• Instructions for the task:
Reproduce exactly the span of lines beginning at the one with "Target: night sky" and ending at the last line of the data below, omitting pictures.
◇ ◇ ◇
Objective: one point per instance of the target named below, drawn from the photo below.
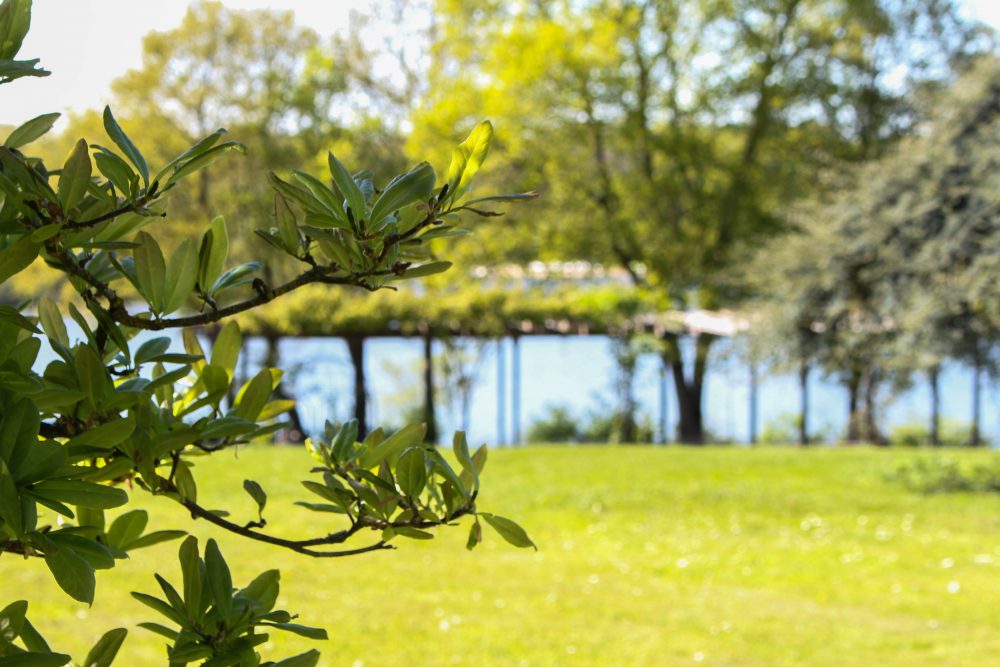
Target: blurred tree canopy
(669, 135)
(896, 272)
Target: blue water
(576, 372)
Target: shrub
(953, 433)
(108, 413)
(942, 474)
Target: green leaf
(220, 581)
(253, 397)
(181, 275)
(308, 659)
(155, 537)
(236, 276)
(33, 641)
(92, 375)
(509, 530)
(73, 574)
(263, 590)
(18, 432)
(411, 471)
(390, 448)
(117, 171)
(77, 492)
(256, 492)
(323, 197)
(52, 322)
(301, 630)
(226, 348)
(106, 435)
(12, 620)
(15, 19)
(185, 483)
(126, 528)
(213, 253)
(160, 606)
(123, 142)
(348, 188)
(106, 648)
(428, 269)
(413, 186)
(150, 270)
(475, 536)
(35, 659)
(204, 160)
(17, 256)
(160, 630)
(31, 130)
(288, 229)
(467, 158)
(191, 572)
(99, 556)
(412, 533)
(521, 196)
(151, 349)
(75, 177)
(344, 441)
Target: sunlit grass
(647, 556)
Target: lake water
(577, 372)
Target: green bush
(952, 433)
(940, 474)
(108, 414)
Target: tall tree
(897, 272)
(670, 134)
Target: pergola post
(430, 417)
(356, 348)
(501, 394)
(753, 403)
(664, 406)
(515, 380)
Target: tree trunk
(295, 434)
(933, 378)
(690, 427)
(356, 347)
(853, 412)
(429, 414)
(872, 434)
(975, 437)
(804, 405)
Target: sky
(86, 44)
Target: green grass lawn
(648, 556)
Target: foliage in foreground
(108, 413)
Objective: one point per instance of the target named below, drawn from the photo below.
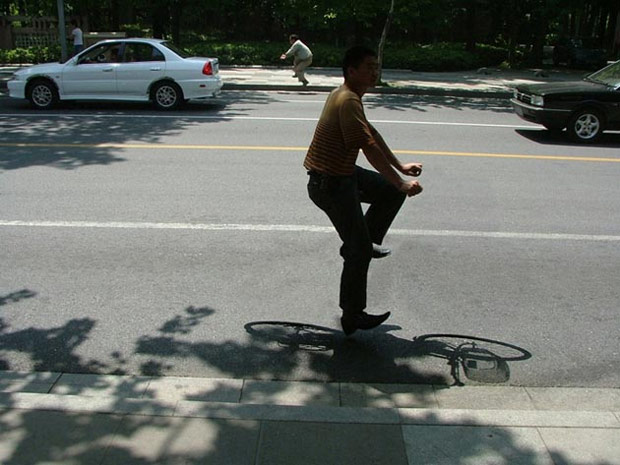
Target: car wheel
(586, 126)
(42, 94)
(167, 95)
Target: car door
(141, 65)
(93, 74)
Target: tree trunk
(386, 27)
(470, 21)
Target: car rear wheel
(167, 95)
(586, 126)
(42, 94)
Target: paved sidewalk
(478, 83)
(53, 418)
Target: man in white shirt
(78, 38)
(302, 57)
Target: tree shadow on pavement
(423, 104)
(124, 425)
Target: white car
(126, 69)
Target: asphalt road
(139, 242)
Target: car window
(139, 52)
(609, 75)
(179, 51)
(106, 53)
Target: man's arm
(382, 164)
(411, 169)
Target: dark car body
(585, 108)
(578, 53)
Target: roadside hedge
(19, 56)
(435, 57)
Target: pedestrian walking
(78, 38)
(338, 186)
(302, 57)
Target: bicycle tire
(523, 353)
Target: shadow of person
(380, 356)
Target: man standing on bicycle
(338, 186)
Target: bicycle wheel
(296, 335)
(474, 344)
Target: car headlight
(538, 100)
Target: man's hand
(410, 188)
(411, 169)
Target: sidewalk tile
(55, 438)
(387, 395)
(527, 418)
(198, 389)
(101, 385)
(321, 444)
(289, 413)
(13, 381)
(575, 398)
(175, 441)
(290, 393)
(71, 403)
(583, 446)
(450, 445)
(483, 397)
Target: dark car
(585, 108)
(579, 53)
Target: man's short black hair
(355, 56)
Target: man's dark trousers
(341, 197)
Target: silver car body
(81, 79)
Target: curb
(445, 92)
(310, 413)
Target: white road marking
(261, 118)
(307, 229)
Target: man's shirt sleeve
(356, 130)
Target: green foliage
(30, 55)
(442, 57)
(437, 57)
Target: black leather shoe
(380, 252)
(363, 320)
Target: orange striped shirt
(341, 132)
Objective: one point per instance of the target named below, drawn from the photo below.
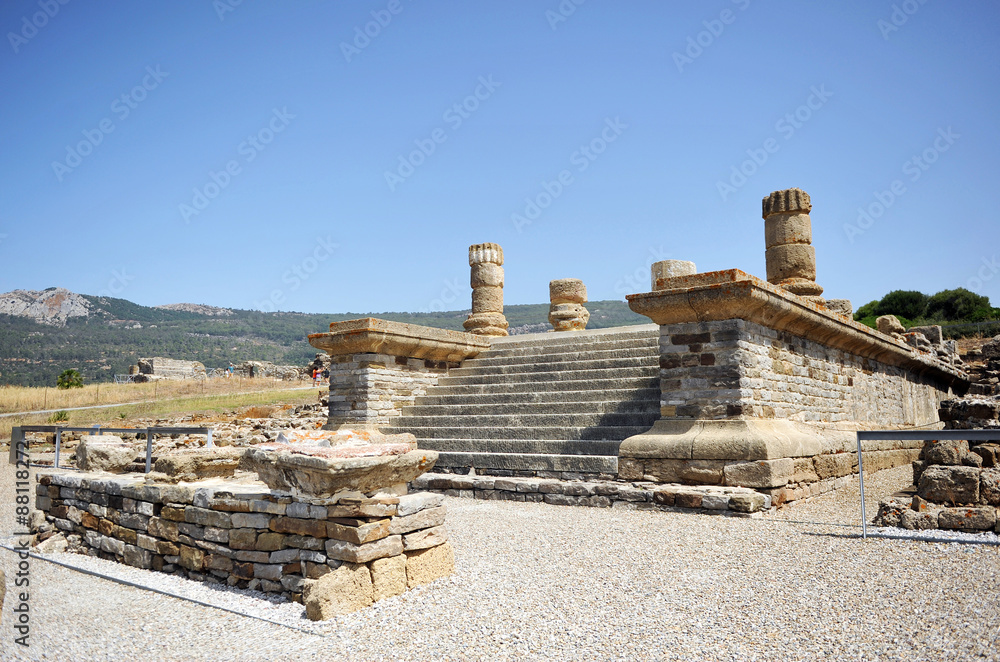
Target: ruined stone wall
(371, 389)
(735, 368)
(249, 536)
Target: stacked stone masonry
(731, 501)
(735, 368)
(252, 537)
(371, 389)
(955, 487)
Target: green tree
(69, 378)
(905, 303)
(958, 304)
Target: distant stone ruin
(158, 367)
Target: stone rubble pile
(957, 487)
(709, 499)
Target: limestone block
(347, 589)
(104, 452)
(968, 519)
(425, 538)
(835, 465)
(782, 229)
(890, 325)
(789, 262)
(487, 300)
(424, 519)
(663, 270)
(841, 307)
(919, 521)
(568, 316)
(762, 473)
(949, 485)
(486, 274)
(346, 551)
(989, 486)
(426, 565)
(358, 533)
(388, 576)
(410, 504)
(567, 290)
(945, 452)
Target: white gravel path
(535, 581)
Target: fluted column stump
(790, 256)
(487, 319)
(566, 309)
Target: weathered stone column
(665, 269)
(566, 309)
(791, 258)
(487, 317)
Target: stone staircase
(542, 404)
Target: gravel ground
(535, 581)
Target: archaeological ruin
(740, 395)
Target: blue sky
(272, 155)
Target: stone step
(502, 387)
(531, 462)
(455, 429)
(523, 446)
(566, 397)
(649, 404)
(489, 422)
(487, 358)
(648, 371)
(565, 366)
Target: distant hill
(44, 332)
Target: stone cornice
(734, 294)
(370, 335)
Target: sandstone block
(946, 452)
(949, 485)
(346, 551)
(425, 538)
(424, 519)
(104, 452)
(968, 519)
(347, 589)
(919, 521)
(426, 565)
(192, 558)
(388, 576)
(360, 534)
(762, 473)
(989, 486)
(410, 504)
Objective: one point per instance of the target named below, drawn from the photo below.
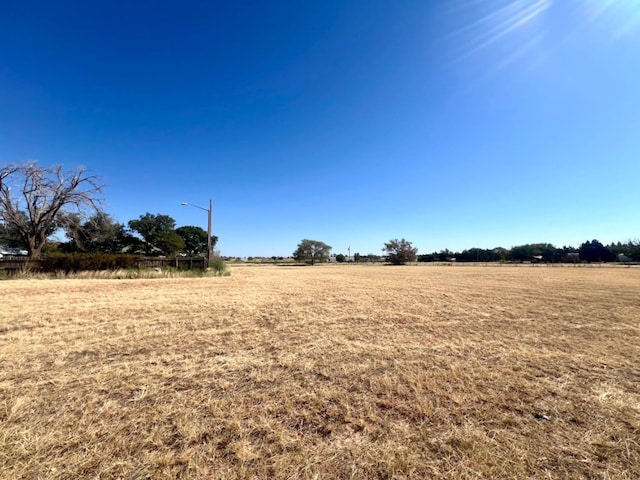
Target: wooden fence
(15, 264)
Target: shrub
(218, 267)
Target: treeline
(148, 235)
(589, 251)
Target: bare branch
(49, 194)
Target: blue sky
(454, 124)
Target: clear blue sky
(454, 124)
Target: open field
(324, 372)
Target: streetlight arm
(209, 212)
(185, 204)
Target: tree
(195, 240)
(48, 194)
(158, 234)
(400, 252)
(10, 236)
(594, 251)
(100, 233)
(312, 250)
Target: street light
(209, 211)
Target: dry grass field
(324, 372)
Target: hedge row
(78, 262)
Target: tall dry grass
(324, 372)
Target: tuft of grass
(218, 267)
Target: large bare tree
(36, 200)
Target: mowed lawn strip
(343, 371)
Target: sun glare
(620, 18)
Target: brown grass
(324, 372)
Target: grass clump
(218, 267)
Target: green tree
(195, 240)
(400, 251)
(594, 251)
(36, 200)
(100, 233)
(312, 250)
(158, 234)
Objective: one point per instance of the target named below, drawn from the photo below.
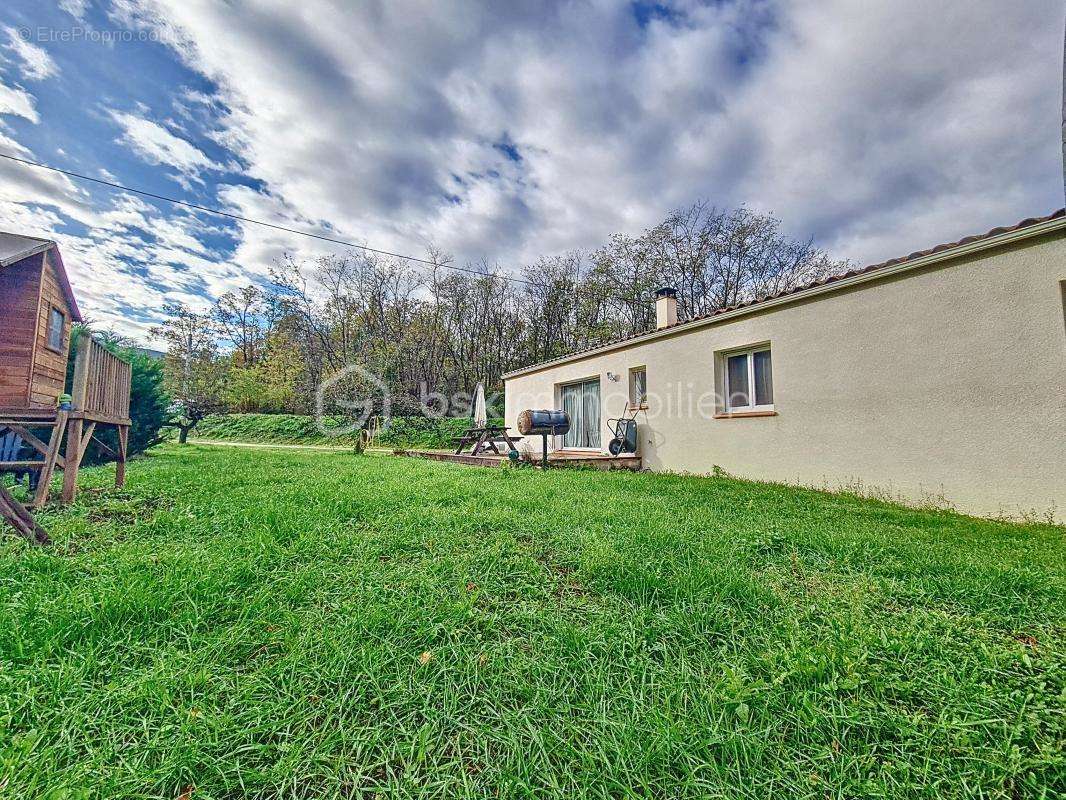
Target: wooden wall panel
(19, 302)
(49, 366)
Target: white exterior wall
(948, 381)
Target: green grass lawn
(313, 624)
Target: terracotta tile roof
(829, 280)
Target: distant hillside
(292, 429)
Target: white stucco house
(937, 377)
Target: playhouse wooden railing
(101, 383)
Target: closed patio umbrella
(480, 414)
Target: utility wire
(220, 212)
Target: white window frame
(632, 371)
(727, 399)
(560, 438)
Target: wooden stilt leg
(73, 461)
(45, 480)
(16, 515)
(124, 432)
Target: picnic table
(486, 438)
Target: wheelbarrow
(625, 432)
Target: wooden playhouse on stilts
(37, 434)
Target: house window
(639, 387)
(749, 381)
(55, 323)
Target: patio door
(581, 401)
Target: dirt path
(273, 446)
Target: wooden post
(45, 479)
(73, 460)
(124, 432)
(17, 515)
(79, 386)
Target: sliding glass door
(581, 401)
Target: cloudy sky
(499, 131)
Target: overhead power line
(251, 221)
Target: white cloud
(36, 63)
(877, 128)
(157, 145)
(17, 101)
(862, 126)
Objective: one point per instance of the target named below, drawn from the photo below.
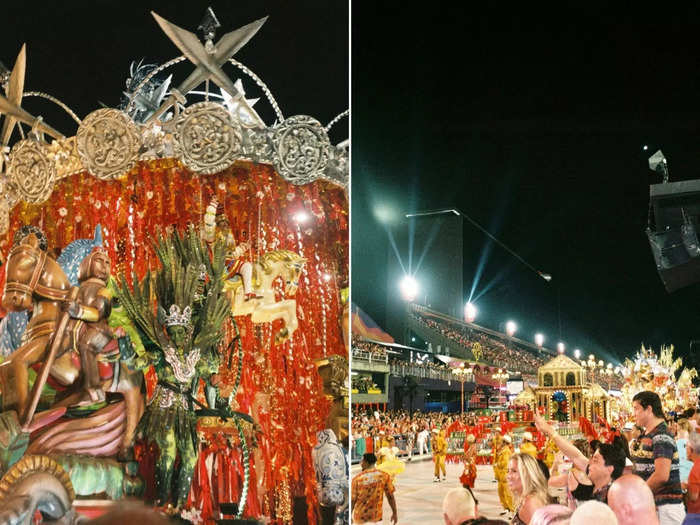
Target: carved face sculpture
(178, 335)
(97, 264)
(20, 268)
(101, 265)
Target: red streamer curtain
(280, 385)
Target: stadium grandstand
(391, 376)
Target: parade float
(173, 299)
(660, 374)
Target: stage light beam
(409, 288)
(470, 312)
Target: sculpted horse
(264, 308)
(35, 281)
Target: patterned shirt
(658, 443)
(368, 489)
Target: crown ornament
(177, 317)
(159, 118)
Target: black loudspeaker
(674, 241)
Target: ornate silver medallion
(302, 149)
(108, 143)
(209, 139)
(31, 171)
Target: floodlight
(659, 164)
(470, 312)
(409, 288)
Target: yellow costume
(496, 447)
(528, 448)
(439, 445)
(550, 450)
(389, 462)
(500, 469)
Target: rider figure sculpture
(217, 228)
(91, 331)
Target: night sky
(532, 123)
(80, 52)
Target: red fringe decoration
(277, 379)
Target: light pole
(462, 375)
(470, 312)
(501, 376)
(539, 340)
(591, 365)
(609, 372)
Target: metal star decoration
(242, 107)
(10, 106)
(208, 64)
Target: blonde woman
(528, 486)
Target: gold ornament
(31, 171)
(108, 143)
(284, 499)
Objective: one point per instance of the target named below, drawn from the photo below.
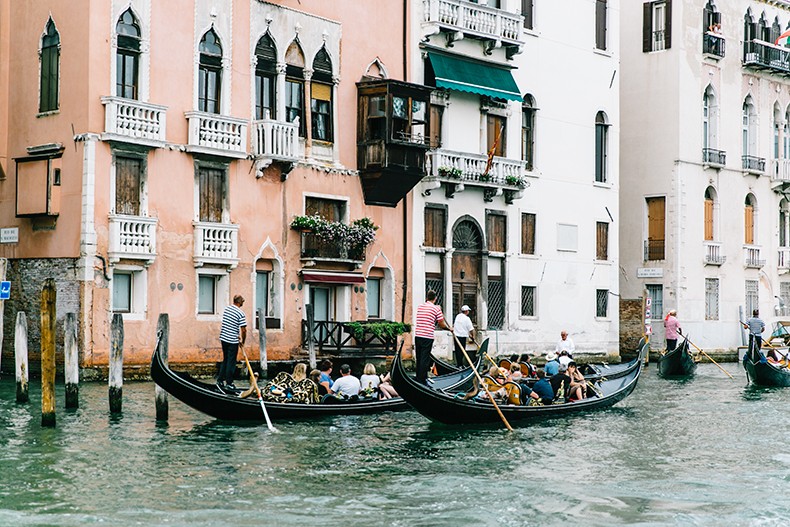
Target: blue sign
(5, 290)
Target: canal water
(708, 451)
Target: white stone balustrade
(134, 121)
(217, 134)
(475, 19)
(278, 140)
(132, 237)
(216, 243)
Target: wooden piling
(116, 363)
(310, 331)
(20, 358)
(48, 317)
(71, 362)
(262, 344)
(162, 334)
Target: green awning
(474, 77)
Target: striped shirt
(428, 314)
(232, 320)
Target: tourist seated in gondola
(369, 382)
(578, 384)
(346, 385)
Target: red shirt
(428, 315)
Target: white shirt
(463, 325)
(347, 385)
(566, 345)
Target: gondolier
(428, 316)
(232, 333)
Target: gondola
(761, 372)
(678, 362)
(207, 398)
(443, 406)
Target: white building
(528, 237)
(706, 162)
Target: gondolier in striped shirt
(232, 332)
(428, 316)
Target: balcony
(218, 135)
(752, 257)
(134, 121)
(713, 254)
(753, 165)
(759, 54)
(713, 45)
(461, 18)
(216, 243)
(275, 141)
(317, 249)
(783, 261)
(654, 250)
(714, 158)
(459, 170)
(132, 238)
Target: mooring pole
(310, 331)
(48, 316)
(71, 362)
(162, 336)
(20, 357)
(116, 363)
(262, 344)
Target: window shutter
(647, 27)
(668, 25)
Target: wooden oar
(709, 357)
(480, 380)
(254, 384)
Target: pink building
(154, 154)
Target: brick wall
(27, 279)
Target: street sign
(5, 290)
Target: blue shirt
(552, 368)
(544, 390)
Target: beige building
(153, 157)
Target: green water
(709, 451)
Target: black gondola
(678, 362)
(207, 398)
(443, 406)
(761, 372)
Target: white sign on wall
(9, 235)
(649, 272)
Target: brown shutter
(647, 27)
(128, 172)
(527, 233)
(668, 25)
(748, 225)
(709, 219)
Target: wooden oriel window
(211, 182)
(435, 226)
(601, 240)
(128, 185)
(496, 232)
(527, 233)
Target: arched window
(265, 78)
(528, 109)
(749, 217)
(601, 148)
(127, 56)
(321, 97)
(210, 73)
(294, 86)
(50, 69)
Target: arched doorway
(466, 279)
◇ ◇ ◇
• Solution for this problem:
Target: night sky
(532, 123)
(80, 52)
Target: red fringe decoration
(277, 379)
Target: light pole
(462, 375)
(470, 312)
(501, 376)
(539, 340)
(591, 365)
(609, 372)
Target: metal star decoration
(242, 107)
(10, 106)
(208, 64)
Target: blonde woman
(528, 486)
Target: gold ornament
(31, 171)
(108, 143)
(284, 499)
Objective: one point per instance of the target named below, drawn from the photo below.
Target: blue sign
(5, 290)
Target: canal water
(708, 451)
Target: white stone balustrade
(134, 121)
(217, 134)
(475, 19)
(278, 140)
(132, 237)
(216, 243)
Target: wooden piling
(116, 363)
(310, 331)
(20, 358)
(48, 317)
(71, 362)
(262, 344)
(162, 334)
Target: green awning
(474, 77)
Target: striped shirt
(428, 314)
(232, 320)
Target: tourist seated in gondola
(369, 382)
(578, 384)
(346, 385)
Target: red shirt
(428, 315)
Target: white shirt
(463, 325)
(347, 385)
(566, 345)
Target: gondolier
(428, 316)
(232, 333)
Target: gondola
(761, 372)
(678, 362)
(207, 398)
(443, 406)
Target: white building
(528, 237)
(706, 162)
Target: gondolier in striped shirt
(232, 332)
(428, 316)
Target: balcony
(218, 135)
(752, 257)
(134, 121)
(713, 254)
(753, 165)
(759, 54)
(713, 45)
(461, 18)
(216, 243)
(275, 141)
(317, 249)
(783, 261)
(654, 250)
(714, 158)
(459, 170)
(132, 238)
Target: mooring pole
(310, 331)
(48, 316)
(71, 362)
(162, 336)
(20, 357)
(116, 363)
(262, 344)
Target: window shutter
(647, 27)
(668, 25)
Target: wooden oar
(709, 357)
(480, 380)
(254, 384)
Target: pink building
(154, 154)
Target: brick wall
(27, 279)
Target: street sign
(5, 290)
Target: blue shirt
(552, 368)
(544, 390)
Target: beige building
(153, 157)
Target: green water
(709, 451)
Target: black gondola
(678, 362)
(207, 398)
(443, 406)
(761, 372)
Target: white sign on wall
(9, 235)
(649, 272)
Target: brown shutter
(647, 27)
(128, 172)
(527, 233)
(668, 25)
(748, 225)
(709, 219)
Target: wooden oriel window
(211, 182)
(435, 226)
(601, 240)
(128, 185)
(496, 232)
(527, 233)
Target: arched window
(265, 78)
(528, 109)
(749, 217)
(601, 148)
(127, 56)
(321, 97)
(210, 73)
(294, 86)
(50, 69)
Target: arched doorway
(466, 279)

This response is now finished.